Region pointing data:

----------------------------------------

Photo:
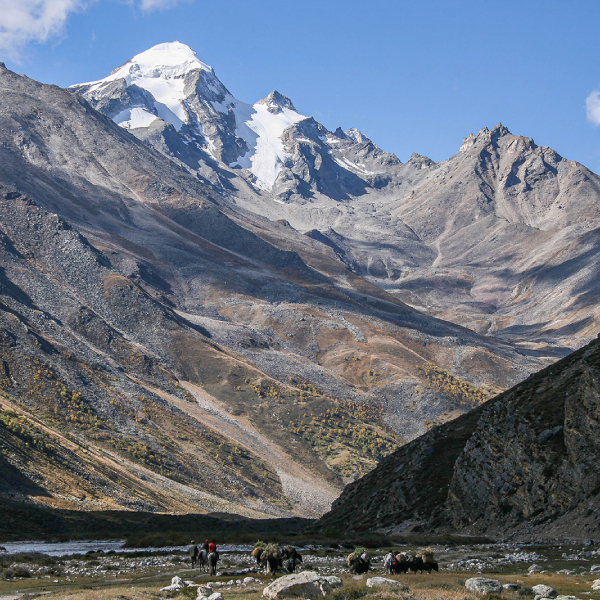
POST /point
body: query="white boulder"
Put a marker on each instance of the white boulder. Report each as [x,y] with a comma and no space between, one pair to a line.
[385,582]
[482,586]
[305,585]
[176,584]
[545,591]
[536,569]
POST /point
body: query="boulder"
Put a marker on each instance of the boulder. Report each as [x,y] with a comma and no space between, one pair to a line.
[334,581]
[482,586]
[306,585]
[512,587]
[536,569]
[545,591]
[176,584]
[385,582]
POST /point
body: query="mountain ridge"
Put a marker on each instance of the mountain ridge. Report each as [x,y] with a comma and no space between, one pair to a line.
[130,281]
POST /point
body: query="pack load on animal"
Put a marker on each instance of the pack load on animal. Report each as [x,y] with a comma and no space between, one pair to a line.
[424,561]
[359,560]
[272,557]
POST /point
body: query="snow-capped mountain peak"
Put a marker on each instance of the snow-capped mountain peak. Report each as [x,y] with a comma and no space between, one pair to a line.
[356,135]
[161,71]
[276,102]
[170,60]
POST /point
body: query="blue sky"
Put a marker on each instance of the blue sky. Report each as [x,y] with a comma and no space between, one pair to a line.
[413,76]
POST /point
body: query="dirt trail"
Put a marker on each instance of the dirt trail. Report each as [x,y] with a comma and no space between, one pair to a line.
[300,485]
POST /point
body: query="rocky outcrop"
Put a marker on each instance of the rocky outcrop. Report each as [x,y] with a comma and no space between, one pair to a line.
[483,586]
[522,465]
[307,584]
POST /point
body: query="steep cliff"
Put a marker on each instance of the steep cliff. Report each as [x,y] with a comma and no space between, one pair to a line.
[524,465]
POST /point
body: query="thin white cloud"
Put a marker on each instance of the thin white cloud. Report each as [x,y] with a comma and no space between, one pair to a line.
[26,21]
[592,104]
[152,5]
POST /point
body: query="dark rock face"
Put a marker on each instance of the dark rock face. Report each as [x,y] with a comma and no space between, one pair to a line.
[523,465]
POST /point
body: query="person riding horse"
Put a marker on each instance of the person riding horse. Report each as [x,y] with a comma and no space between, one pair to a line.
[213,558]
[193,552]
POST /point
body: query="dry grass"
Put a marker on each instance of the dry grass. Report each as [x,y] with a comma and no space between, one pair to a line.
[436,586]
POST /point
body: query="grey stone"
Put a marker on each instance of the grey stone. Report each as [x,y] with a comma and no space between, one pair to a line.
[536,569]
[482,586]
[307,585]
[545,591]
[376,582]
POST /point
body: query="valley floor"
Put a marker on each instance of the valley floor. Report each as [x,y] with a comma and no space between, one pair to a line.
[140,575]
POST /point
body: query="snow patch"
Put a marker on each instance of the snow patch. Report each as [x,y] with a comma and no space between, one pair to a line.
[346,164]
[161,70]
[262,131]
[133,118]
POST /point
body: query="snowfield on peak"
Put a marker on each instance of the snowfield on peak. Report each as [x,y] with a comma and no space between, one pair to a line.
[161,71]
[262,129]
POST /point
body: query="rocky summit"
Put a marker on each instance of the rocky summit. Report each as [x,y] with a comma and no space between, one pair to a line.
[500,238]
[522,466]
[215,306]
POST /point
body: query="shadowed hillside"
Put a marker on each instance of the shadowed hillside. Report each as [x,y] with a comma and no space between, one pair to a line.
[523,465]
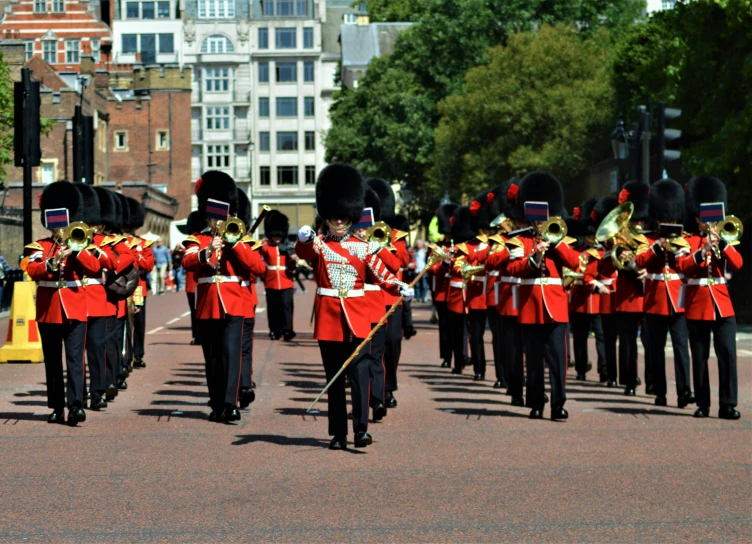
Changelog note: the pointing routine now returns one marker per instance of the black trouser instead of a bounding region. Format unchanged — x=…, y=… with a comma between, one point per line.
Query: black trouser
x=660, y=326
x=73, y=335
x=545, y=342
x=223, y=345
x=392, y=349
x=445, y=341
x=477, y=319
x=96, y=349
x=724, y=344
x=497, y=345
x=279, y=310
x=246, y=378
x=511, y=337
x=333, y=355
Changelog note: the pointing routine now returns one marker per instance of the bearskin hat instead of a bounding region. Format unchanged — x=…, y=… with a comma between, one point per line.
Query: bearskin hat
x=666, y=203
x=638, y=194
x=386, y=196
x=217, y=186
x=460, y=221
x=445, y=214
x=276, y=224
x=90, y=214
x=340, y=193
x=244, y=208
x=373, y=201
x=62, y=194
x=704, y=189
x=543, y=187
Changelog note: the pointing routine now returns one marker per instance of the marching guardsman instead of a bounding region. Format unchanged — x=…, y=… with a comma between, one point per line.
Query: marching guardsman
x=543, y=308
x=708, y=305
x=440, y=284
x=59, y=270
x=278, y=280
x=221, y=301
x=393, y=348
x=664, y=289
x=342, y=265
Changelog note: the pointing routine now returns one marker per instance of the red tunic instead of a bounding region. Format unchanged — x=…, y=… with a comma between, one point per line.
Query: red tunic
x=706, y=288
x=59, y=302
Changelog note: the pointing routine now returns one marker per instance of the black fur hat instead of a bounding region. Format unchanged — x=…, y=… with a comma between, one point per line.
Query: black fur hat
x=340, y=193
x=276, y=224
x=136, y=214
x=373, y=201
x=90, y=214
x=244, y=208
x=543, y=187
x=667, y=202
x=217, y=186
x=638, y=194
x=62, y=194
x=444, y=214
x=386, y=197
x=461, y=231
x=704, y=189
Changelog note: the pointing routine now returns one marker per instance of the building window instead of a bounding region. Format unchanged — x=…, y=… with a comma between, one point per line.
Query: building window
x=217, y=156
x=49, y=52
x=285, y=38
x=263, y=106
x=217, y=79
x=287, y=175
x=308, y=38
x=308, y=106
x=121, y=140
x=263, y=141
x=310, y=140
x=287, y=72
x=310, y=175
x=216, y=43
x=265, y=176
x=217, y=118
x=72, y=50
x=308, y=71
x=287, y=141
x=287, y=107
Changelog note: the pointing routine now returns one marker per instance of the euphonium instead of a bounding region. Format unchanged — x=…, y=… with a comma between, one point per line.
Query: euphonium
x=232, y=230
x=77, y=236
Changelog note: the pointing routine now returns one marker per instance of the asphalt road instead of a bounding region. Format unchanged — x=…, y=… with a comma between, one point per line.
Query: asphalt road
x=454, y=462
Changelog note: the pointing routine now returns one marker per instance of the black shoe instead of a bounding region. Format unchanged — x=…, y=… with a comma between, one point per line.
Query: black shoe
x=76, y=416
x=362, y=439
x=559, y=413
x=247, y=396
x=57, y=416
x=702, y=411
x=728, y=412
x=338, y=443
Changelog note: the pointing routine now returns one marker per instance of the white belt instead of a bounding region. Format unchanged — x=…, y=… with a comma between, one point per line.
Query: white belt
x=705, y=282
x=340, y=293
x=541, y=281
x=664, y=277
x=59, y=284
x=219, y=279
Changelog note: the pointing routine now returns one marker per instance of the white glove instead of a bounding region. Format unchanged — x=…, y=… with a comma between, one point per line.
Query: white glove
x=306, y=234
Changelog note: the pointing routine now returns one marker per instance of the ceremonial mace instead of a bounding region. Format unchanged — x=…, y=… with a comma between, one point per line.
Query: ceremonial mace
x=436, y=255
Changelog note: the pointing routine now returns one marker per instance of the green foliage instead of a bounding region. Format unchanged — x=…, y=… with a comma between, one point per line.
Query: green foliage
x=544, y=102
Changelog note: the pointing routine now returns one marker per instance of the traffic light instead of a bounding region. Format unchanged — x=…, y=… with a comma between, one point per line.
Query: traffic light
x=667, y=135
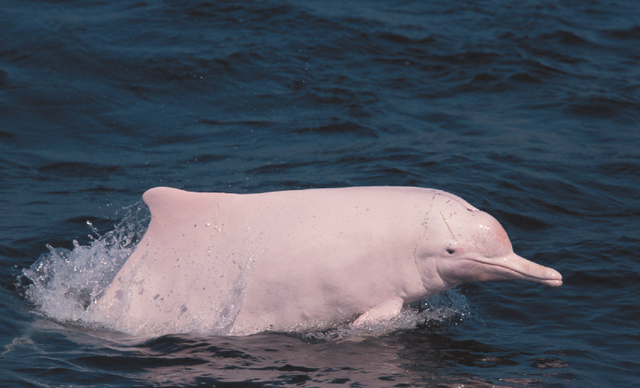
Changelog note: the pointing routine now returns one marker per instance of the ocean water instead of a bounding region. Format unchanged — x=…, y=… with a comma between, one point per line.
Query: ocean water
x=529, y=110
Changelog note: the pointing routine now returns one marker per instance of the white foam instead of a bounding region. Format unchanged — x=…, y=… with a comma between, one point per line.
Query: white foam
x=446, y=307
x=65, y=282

----------------------------------------

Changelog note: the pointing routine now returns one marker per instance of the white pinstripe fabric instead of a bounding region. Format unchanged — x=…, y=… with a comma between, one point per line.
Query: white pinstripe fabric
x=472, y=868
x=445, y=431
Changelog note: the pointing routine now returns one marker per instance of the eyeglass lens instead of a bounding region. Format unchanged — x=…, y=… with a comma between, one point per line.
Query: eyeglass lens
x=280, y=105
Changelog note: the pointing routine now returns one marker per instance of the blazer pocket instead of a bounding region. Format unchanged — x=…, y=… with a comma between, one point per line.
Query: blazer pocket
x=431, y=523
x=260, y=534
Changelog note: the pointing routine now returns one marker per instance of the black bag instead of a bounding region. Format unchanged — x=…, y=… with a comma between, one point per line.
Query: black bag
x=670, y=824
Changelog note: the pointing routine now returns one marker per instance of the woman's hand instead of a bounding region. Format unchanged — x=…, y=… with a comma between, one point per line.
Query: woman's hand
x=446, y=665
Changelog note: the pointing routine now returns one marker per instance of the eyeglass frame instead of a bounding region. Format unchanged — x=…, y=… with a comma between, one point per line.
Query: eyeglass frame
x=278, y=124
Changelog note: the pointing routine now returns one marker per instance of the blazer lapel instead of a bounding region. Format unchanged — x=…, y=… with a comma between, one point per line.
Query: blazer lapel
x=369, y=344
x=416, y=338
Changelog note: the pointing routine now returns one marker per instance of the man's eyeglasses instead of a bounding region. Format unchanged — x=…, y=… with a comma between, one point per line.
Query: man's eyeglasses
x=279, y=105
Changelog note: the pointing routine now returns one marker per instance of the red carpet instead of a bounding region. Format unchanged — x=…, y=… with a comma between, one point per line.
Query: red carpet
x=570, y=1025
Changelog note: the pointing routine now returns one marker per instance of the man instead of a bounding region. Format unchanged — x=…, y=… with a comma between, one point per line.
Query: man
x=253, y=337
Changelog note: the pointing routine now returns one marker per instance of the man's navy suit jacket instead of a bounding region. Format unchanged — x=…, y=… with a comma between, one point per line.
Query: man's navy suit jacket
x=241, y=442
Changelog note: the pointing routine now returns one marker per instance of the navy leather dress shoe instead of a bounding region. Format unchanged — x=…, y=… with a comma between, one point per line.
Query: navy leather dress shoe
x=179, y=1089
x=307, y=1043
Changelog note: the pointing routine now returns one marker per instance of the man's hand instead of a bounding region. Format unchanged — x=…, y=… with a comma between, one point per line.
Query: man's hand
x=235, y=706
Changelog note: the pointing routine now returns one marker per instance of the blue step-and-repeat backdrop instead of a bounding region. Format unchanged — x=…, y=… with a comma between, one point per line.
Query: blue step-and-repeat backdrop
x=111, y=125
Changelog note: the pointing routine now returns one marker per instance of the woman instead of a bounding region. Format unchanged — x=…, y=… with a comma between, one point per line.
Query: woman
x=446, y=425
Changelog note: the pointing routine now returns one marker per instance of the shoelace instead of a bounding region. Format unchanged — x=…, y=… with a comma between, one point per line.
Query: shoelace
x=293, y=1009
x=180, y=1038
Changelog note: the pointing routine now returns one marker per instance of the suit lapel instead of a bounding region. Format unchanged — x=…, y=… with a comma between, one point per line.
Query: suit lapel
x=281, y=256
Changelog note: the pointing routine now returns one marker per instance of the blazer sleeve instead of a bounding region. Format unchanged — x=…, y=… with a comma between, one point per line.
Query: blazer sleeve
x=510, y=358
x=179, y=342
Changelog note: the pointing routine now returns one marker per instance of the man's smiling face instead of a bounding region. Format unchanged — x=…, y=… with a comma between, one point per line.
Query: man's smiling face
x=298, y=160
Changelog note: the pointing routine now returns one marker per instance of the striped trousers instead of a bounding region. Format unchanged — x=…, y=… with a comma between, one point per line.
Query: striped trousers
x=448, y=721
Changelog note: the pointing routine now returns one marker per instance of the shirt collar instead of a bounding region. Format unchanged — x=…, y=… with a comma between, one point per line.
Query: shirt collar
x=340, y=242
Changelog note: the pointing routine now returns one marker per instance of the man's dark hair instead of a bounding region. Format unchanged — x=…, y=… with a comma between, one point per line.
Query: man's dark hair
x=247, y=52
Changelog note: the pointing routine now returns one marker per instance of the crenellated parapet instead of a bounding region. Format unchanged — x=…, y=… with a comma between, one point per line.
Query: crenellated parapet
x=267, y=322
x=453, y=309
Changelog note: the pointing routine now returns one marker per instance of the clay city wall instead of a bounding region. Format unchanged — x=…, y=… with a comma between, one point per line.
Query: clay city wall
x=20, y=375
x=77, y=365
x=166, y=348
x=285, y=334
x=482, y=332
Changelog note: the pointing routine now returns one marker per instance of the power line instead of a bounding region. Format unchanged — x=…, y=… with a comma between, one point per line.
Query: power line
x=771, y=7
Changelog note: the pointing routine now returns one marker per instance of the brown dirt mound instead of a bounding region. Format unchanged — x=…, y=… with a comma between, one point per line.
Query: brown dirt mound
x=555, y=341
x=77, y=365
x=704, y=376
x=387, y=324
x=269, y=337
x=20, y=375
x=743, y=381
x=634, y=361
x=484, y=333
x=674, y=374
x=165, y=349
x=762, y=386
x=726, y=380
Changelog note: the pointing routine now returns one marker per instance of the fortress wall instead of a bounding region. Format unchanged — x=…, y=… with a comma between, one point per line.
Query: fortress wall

----------------------------------------

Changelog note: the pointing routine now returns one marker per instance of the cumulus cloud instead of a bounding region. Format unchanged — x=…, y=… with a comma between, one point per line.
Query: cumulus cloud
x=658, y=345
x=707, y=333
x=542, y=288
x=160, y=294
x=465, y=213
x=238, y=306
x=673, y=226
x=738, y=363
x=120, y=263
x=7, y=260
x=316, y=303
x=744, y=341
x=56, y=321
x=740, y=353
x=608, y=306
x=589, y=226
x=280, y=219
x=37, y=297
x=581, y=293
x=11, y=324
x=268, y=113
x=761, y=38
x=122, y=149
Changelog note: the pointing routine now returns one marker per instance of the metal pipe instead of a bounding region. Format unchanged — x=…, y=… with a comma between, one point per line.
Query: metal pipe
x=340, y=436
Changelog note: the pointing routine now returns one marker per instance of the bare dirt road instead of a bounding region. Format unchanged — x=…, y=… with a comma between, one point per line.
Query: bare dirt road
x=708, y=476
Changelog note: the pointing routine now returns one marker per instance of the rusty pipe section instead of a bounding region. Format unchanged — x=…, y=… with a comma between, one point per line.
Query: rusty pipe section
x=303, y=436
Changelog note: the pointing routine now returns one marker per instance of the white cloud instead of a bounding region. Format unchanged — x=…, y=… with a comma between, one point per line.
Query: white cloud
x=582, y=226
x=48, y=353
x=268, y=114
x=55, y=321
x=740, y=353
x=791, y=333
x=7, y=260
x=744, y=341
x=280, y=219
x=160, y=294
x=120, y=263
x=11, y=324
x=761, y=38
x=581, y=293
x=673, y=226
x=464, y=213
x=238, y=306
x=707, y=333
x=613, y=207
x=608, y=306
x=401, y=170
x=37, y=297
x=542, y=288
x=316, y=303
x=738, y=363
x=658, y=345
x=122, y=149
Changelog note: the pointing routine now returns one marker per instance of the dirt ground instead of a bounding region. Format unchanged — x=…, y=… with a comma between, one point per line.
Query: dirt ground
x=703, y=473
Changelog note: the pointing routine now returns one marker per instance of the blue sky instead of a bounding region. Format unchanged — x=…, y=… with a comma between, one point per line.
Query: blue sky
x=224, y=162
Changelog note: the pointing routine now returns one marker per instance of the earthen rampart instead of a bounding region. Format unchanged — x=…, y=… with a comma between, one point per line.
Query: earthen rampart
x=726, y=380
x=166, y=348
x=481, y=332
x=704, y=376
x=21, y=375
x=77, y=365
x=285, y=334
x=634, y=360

----------------------------------------

Find the word "fortress" in the entries, then copy out every line that has it.

Response area:
Changelog note: the pointing routine now returns one marker per instance of the fortress wall instead of a bounding region. Format unchanged — x=…, y=… with a comma between, one point per line.
Query: fortress wall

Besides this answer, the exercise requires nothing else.